Please render the entries from the line containing "the man's ear" through the end of the entries as a Markdown table with two columns: No. for the row number and Text for the line. Leave out any blank lines.

» **SOURCE RECORDS**:
---------------
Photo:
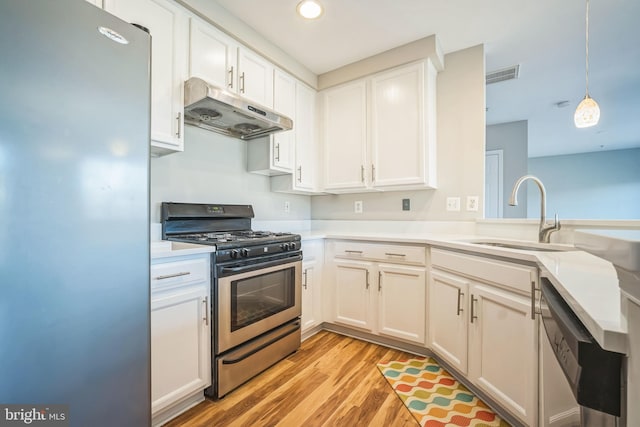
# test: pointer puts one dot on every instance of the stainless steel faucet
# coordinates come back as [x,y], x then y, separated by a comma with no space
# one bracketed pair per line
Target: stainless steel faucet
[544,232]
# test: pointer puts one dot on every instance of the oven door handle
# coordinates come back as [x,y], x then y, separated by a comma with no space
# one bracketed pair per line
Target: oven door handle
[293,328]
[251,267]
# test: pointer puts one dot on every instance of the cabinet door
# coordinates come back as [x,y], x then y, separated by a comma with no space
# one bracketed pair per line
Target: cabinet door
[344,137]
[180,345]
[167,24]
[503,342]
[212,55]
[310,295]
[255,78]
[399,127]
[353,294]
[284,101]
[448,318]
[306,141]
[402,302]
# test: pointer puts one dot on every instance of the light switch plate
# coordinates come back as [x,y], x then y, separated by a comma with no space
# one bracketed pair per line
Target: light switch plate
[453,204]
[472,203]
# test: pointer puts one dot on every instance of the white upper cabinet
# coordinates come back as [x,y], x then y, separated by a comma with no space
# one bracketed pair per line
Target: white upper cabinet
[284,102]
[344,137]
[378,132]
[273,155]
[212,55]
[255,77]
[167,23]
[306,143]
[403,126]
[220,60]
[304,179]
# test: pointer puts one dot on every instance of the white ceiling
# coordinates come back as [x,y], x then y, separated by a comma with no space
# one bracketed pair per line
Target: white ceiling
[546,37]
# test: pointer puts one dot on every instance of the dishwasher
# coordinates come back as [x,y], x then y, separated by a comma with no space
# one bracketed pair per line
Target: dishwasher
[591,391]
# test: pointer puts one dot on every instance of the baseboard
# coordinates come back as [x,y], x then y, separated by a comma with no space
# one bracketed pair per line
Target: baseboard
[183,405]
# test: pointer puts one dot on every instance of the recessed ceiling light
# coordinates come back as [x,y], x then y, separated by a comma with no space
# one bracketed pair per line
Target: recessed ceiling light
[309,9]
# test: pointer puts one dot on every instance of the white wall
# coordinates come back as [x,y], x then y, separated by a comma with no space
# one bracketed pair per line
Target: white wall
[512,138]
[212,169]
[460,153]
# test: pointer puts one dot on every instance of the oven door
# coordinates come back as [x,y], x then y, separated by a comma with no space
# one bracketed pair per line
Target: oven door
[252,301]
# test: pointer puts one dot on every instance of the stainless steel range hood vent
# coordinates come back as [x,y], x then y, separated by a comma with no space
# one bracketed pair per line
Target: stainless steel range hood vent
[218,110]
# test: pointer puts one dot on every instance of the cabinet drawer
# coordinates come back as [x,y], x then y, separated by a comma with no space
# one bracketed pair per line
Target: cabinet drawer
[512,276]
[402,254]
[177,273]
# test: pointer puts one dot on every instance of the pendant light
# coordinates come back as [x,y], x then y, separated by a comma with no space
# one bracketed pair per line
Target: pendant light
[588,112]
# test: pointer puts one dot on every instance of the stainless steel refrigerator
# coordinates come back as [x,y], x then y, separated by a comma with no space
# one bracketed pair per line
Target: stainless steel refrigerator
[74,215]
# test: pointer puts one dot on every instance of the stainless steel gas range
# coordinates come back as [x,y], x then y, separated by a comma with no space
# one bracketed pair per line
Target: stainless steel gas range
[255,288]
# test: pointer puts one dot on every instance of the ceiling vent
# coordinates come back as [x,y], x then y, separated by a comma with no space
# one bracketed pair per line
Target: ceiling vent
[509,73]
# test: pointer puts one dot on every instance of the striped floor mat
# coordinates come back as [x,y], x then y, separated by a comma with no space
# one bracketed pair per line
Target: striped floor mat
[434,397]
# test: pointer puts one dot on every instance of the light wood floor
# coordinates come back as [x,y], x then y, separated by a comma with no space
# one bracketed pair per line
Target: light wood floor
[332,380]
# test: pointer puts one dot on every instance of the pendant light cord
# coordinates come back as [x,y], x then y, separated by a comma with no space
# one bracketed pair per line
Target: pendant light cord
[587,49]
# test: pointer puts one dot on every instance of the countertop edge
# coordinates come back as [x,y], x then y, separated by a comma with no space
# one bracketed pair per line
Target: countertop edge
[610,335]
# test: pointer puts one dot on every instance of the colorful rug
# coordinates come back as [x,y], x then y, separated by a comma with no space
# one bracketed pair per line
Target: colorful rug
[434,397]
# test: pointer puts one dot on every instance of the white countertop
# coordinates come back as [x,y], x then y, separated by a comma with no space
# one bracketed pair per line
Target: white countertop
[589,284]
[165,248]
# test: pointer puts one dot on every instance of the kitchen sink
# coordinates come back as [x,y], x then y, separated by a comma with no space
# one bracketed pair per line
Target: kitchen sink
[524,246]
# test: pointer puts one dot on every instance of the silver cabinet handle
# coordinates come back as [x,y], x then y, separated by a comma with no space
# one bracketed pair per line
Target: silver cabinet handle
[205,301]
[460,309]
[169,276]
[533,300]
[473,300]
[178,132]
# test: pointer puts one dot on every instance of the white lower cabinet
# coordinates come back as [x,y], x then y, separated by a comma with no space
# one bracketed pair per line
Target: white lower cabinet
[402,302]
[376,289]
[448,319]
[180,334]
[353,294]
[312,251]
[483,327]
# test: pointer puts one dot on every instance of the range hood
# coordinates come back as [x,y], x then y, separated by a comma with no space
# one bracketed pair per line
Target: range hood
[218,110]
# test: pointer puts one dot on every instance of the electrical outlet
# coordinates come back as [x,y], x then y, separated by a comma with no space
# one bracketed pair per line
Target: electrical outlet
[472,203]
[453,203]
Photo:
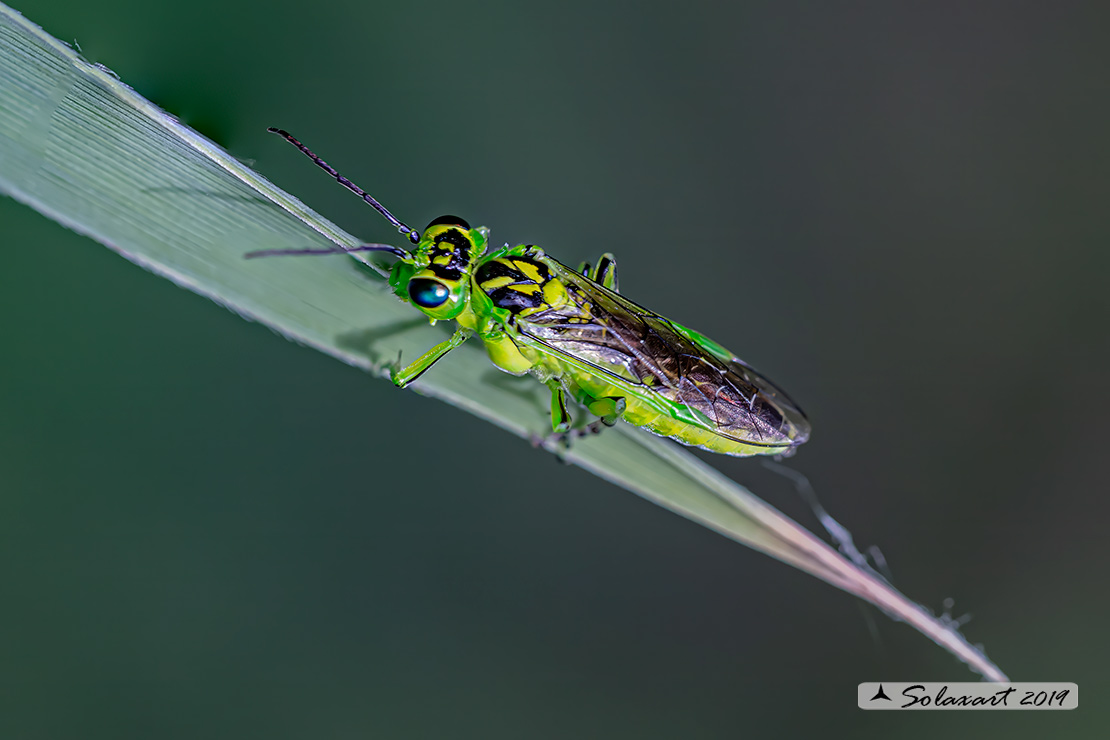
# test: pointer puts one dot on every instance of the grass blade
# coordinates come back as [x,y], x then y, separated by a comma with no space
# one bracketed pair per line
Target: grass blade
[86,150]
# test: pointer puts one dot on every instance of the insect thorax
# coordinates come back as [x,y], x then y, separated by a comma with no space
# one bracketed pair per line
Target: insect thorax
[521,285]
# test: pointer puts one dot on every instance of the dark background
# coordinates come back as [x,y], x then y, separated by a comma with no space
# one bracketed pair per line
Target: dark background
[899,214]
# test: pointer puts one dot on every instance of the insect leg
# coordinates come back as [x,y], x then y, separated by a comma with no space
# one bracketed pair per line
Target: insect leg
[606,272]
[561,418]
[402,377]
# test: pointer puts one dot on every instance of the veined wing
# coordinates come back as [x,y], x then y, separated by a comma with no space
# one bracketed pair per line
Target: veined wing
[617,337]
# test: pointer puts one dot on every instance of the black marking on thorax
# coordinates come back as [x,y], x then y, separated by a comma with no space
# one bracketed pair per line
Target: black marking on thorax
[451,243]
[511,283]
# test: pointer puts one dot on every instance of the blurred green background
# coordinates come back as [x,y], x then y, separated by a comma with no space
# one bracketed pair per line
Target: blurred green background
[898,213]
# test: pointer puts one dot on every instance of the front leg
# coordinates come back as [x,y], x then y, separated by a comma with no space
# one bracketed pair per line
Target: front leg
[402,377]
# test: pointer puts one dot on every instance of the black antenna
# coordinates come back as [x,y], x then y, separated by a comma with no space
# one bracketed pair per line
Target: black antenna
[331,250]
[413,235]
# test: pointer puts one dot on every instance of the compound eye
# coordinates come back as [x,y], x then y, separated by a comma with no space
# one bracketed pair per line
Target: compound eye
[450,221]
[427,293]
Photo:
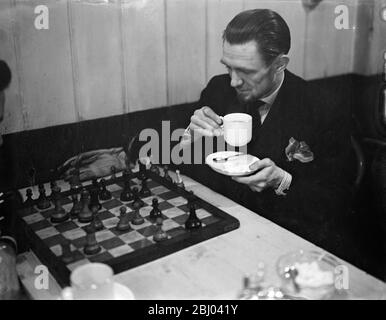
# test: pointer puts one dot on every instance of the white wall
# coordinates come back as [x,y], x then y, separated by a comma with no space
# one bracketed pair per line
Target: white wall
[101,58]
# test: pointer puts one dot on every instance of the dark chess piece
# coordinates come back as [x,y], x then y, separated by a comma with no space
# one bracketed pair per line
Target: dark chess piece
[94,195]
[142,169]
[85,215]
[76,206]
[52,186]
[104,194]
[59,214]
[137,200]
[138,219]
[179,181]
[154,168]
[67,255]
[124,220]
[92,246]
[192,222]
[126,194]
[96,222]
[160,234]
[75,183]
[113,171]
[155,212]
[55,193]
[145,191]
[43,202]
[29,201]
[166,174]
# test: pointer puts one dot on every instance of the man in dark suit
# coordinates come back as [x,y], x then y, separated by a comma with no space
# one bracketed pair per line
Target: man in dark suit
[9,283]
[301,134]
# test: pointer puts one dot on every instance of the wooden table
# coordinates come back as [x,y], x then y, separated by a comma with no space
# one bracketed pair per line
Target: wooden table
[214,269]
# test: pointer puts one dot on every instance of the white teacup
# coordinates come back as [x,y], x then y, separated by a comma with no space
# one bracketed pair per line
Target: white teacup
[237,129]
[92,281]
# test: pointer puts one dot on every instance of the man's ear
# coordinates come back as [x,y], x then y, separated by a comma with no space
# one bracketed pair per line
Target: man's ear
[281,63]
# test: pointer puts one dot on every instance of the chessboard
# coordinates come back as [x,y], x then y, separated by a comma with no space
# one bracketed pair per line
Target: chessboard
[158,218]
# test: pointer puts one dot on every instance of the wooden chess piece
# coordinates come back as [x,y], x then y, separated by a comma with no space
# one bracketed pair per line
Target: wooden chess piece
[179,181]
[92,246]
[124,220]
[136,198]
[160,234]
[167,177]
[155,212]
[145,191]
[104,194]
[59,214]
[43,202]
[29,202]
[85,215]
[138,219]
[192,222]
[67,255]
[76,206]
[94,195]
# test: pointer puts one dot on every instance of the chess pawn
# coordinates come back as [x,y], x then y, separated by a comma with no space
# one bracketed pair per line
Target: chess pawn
---------------
» **SOLUTION FOR THIS EXERCISE**:
| No. | Text |
|---|---|
| 1 | # test: pointer puts one dot on every instance of the man's ear |
| 2 | # coordinates come back as [x,y], x then y, separated by a comma with no space |
| 3 | # one bracketed pair per line |
| 4 | Target: man's ear |
| 5 | [281,63] |
| 6 | # test: pointer puts one dot on every instance of the chessboard |
| 7 | # coordinates come back as [x,y], x then y, separated by a comma with no space |
| 8 | # one bracketed pair per line |
| 9 | Target: chessboard |
| 10 | [158,218] |
| 11 | # test: pointer puts one dot on every instance of the wooden chess piece |
| 12 | # coordinates come back as [x,y], x then y, separated by a comma with no space |
| 13 | # one bracketed pair per line |
| 14 | Target: wooden chess piece |
| 15 | [179,181] |
| 16 | [92,246] |
| 17 | [124,220] |
| 18 | [136,198] |
| 19 | [160,234] |
| 20 | [167,177] |
| 21 | [155,212] |
| 22 | [145,191] |
| 23 | [104,194] |
| 24 | [59,214] |
| 25 | [43,202] |
| 26 | [29,202] |
| 27 | [85,215] |
| 28 | [138,219] |
| 29 | [192,222] |
| 30 | [67,255] |
| 31 | [76,206] |
| 32 | [94,195] |
| 33 | # test: pointer puts one dot on every instance of the chess pawn |
| 34 | # coordinates come back as [x,y], x then y, separated by a comma with no space |
| 35 | # one bracketed pair per line |
| 36 | Target: chess pawn |